_JOB_:
Set the following entries down again exactly, line by line.

_TASK INPUTS_:
=======

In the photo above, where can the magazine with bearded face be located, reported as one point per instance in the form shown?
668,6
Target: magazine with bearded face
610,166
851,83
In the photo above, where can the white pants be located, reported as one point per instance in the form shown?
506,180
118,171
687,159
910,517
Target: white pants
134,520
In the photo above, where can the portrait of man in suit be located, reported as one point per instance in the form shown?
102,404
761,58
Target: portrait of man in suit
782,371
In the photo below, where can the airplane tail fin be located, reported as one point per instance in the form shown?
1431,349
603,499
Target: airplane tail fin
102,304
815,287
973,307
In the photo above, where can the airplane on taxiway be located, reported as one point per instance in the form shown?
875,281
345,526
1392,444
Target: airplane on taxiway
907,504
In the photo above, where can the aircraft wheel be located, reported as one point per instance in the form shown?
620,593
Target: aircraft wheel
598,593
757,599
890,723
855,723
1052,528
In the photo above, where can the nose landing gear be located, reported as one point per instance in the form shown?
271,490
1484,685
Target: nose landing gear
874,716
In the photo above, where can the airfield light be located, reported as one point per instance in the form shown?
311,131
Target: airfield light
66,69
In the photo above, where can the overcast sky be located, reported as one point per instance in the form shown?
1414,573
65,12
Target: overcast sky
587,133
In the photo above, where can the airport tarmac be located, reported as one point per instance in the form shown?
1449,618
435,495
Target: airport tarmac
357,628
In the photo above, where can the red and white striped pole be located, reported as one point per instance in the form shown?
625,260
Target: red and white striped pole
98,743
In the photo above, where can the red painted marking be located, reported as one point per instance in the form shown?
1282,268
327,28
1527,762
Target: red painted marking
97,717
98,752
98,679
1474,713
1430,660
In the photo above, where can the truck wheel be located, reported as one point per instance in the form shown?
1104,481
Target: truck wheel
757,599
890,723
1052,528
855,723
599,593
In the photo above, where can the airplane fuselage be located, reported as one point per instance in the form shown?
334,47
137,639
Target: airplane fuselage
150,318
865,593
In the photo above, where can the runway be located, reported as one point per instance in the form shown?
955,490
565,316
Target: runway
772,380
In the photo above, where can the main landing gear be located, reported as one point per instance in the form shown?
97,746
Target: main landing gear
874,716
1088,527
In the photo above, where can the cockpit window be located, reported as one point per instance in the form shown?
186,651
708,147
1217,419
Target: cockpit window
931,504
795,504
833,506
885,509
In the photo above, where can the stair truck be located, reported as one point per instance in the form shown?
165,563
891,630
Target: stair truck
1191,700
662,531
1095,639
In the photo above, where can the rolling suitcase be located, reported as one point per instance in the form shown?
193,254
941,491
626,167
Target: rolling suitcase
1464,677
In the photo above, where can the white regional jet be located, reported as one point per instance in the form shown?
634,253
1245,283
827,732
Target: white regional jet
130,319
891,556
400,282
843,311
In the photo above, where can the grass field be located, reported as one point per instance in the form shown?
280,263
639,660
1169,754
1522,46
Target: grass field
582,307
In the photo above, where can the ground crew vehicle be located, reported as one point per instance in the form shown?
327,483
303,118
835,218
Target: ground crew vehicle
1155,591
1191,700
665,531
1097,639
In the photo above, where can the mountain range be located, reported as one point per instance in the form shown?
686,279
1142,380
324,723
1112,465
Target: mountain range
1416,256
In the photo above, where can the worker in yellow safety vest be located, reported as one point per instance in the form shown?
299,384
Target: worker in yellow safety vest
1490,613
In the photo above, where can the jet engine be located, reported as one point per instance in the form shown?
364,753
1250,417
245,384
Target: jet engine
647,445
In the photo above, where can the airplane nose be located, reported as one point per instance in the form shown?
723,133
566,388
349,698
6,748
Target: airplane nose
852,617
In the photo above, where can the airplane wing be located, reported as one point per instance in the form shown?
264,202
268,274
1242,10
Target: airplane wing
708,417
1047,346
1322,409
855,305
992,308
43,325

=======

_TASK RESULT_:
In the photo above, where can the magazine with bearded face be located, reported as one point per instance in the form shown?
668,6
Target: magazine with bearded face
610,166
851,83
In the photo above, where can the white pants be located, reported as one point per instance in the form shown?
506,180
118,171
687,159
910,517
Target: white pants
134,520
In the photo above, where can the portrait of man in suit be located, reported as one point per instance in the form shown?
102,404
761,58
Target: portrait of man in suit
782,371
In the photo below, where can the airplane tail fin be located, reported as one point per instance in the form shown?
1431,349
603,499
Target: airplane tail fin
102,304
815,287
973,307
In the photo above, where can the airplane on taxiway be located, reported as one point per instance in the form shown?
875,281
345,526
1392,444
Target: airplane on taxiway
907,504
In the photo above, where can the aircraft wheel be located, reported as one point per instance in the form shown?
620,593
Target: aircraft wheel
598,593
757,599
890,723
855,723
1052,528
In the photo above, where can the nose landing gear be located, reported as one point per instance in the form shown?
271,490
1484,685
Target: nose landing gear
874,716
In the photo above, where can the airfield light be located, reported as one point per instance in the form shown?
311,131
Target: airfield light
66,69
In the photo above, where can the overcast sky be located, reported as one point per instance in the form shown?
1414,573
65,12
Target: overcast sky
587,133
In the photo above, where can the airport tarmac be located, reported as one point per instance in the form shown?
1449,618
435,495
Target: airport tarmac
357,628
In the photo above, where can the red and white striped pole be located, reported as one point per instance in the form shown?
625,260
Target: red and white striped pole
98,743
In the photo above, where can the red painted marking be located, reported as one point per instance in the form shown?
1282,268
327,28
1527,762
Target: red painted marking
97,717
98,752
98,679
1474,713
1430,660
In the photo above, where can the truck wheel be located, reported as one point per instance in the form shown?
1104,481
Target: truck wheel
757,599
890,723
1052,528
855,723
599,593
In the photo above, where can the airplane fuselage be located, reported as one point per instance in the form shown?
334,47
137,639
Target: airplane fuselage
150,318
865,593
In the photo above, where can the runway be located, reported as one point per instance in the form shown?
955,490
565,316
Target: runway
772,380
In the photo above, where can the main landing gear be located, reported as one point per instance in the form shown?
97,746
Target: main landing gear
874,716
1088,527
In the photo above, where can the cockpit window be located, reported as one point per instance in the form shown?
186,651
708,147
1217,419
Target: cockpit window
931,504
795,504
833,506
885,509
In the photo above, where can the stair truck be located, reported as one point per instance in the form shown?
165,563
891,630
Target: stair truck
1191,700
662,531
1095,639
In the photo above, where can the rolling suitcase be located, reported as one point per instance in the form shown?
193,254
941,491
626,167
Target: rolling suitcase
1464,677
In the photo above, where can the white regional jet be located, reported as one point per instance in the form shown?
634,253
1245,283
827,732
Target: white regional jet
130,319
891,556
400,282
843,311
In the photo above, where can the grass field be located, reported as one point per instance in the form shown?
280,263
639,660
1169,754
1522,46
Target: grass field
582,307
In the photo above, where can the ground crew vehicle be located, reported as one point per instance in the form shown?
327,483
303,118
835,218
Target: ground crew vehicle
1155,591
1191,700
665,531
1097,639
In the photo above, where can the mountain range be located, reported as one point per instance in the form shown?
686,279
1142,380
324,723
1112,465
Target: mountain range
1416,256
In the photo above, where can the worker in yellow safety vest be located, reported as one point per instance in the form shown?
299,384
Target: worker in yellow safety vest
1490,613
In the photo above, where can the jet engine be located, reported as one point per instance in the form shown?
364,753
1250,417
245,384
Target: jet engine
647,445
In the photo above, where can the airplane nose be located, reported as one point per instance in the form shown?
723,133
566,388
349,698
6,748
Target: airplane nose
852,617
In the photo above, where can the airplane wing be located, reported as one point per instance in the form shown?
264,202
268,274
1242,10
Target: airplane wing
708,417
1047,346
1322,409
855,305
992,308
43,325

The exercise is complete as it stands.